>> Start Selected excerpt
Friday, November 21, 2014

47. Drying Gear Out in the Sun

I recently put a gigantic photo album up on facebook of 400 photographs that Dumptruck took along the trail. After I put them up, and people started commenting on pictures, I was feeling like a pretty cool cat, and I decided to look back through the photos again to see what people were enjoying.

There was one photo that at first glance looked pretty cool. It was a shot of me walking away from the camera on some of the rickety log-boards of New Jersey, surrounded by lush green wilderness. The boardwalk curves around and off the left edge of the frame, leading the eye out and away. But if the viewer focuses back on me, on my backpack, the viewer will notice, stretched out across my pack to dry: a pair of neon green underpants.

I immediately took the photo down, and no I can't show you, because I blushed so hard that the photo vaporized straight out of existence.

Now, you might be curious: why would I be perfectly fine parading through the woods with a pair of rain-soaked, dirty underoos stretched out across my pack for all the world to see, but now I have become modest to a fault? I'll tell you! It's because when I lived in the woods and only saw 20 people per day, it didn't really matter who saw my skivvies, because every other hiker I passed had some indecent article of clothing hanging off their pack to dry. But when my neon green underwear becomes immortalized in the hallowed halls of the internet, where it will remain for all time, I get a teensy bit prudish.
>> End Selected excerpt
>> Start Material for the task
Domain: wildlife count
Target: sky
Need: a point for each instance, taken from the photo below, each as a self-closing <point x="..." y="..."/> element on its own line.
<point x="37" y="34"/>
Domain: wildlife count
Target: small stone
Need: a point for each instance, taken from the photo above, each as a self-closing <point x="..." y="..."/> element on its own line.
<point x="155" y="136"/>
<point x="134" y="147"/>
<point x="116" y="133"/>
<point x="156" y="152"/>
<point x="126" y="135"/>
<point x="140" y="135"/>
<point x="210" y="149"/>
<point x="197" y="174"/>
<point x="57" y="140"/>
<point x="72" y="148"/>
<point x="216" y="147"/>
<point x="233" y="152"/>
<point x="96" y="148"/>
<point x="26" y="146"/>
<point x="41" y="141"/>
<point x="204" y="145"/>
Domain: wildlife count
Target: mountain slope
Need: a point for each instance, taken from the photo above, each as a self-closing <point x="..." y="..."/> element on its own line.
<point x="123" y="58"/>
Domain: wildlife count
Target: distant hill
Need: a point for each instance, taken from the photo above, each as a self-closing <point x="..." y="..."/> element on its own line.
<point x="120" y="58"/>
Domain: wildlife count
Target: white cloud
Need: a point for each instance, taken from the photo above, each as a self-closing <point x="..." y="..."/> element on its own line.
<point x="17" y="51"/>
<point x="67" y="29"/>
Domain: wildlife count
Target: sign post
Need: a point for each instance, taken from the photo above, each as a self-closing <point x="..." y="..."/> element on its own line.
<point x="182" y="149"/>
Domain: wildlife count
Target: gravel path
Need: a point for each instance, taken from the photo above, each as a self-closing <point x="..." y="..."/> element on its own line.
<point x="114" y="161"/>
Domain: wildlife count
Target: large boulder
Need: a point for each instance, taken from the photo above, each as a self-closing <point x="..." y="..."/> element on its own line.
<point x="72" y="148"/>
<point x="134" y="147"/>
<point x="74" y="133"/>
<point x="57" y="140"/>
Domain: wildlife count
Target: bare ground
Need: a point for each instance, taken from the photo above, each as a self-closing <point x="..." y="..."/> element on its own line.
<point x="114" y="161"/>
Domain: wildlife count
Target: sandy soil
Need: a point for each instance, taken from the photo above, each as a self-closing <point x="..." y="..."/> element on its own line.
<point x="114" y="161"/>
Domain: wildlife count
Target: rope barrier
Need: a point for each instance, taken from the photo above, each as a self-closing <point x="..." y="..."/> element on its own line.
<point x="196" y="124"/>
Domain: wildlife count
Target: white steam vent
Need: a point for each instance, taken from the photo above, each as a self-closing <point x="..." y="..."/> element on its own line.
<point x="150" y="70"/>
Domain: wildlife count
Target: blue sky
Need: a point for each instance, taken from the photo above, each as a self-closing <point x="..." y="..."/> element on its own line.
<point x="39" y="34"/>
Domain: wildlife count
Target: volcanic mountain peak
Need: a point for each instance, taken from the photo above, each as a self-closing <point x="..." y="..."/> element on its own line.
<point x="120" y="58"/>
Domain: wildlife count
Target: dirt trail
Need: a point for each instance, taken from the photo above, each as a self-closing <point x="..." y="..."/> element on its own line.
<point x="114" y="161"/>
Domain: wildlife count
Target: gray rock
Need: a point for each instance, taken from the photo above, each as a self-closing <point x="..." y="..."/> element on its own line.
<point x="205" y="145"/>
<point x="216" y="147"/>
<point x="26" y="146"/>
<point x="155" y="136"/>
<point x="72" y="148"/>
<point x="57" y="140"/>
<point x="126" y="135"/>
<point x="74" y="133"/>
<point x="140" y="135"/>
>> End Material for the task
Exercise requirements -
A: Select every line of the listing that contains the string "mountain", treating uppercase and lowercase letters as distinct.
B: Continue the trail blog post about drying gear in the sun from the point at which it stops.

Answer list -
A:
Target: mountain slope
Target: volcanic mountain peak

B:
Some days I'd get completely soaked. Observe:

But what was truly wonderful was when a day of rain was followed immediately by a day of sunshine. That's when everyone became mobile clothing lines. Soaked socks, tshirts and bandanas would swing merrily from every external strap on everyone's backpack. I'm sure we all smelled like a troop of dogs who'd gone swimming in the East River. Our clothing would slowly stiffen to salty planks on our packs, but it would be dry! And it sure was nice not to have to stuff soaking clothing into our packs, where it would be left to molder until the next trip into town.

It was particularly excellent if we also had time to lay out our tents to dry in the warm sun. Having to pack up a wet tent is unpleasant, but having to get into a damp tent again at the end of the day is even worse. 

Pro tip: 

If you have a down sleeping bag, you can use your body heat as a simple dryer. This only works for slightly damp or wet clothing, it won't work if you've been in a torrential downpour.

Wear your damp clothing to bed at night in your sleeping bag! It will be uncomfy at first, but as you sleep, your body heat will cause the moisture to travel away from your body, into the sleeping bag, to the outer layer of the sleeping bag, and then eventually out into the air to freedom! 

I was too put off by the tactile sensory input of wearing damp clothing to bed, so I never quite pulled this off with any level of expertise. However, I would always put the damp socks I'd worn during the day at the foot of my sleeping bag, and in the morning they were super dry! It was like a miracle, except it was science!

Yay science!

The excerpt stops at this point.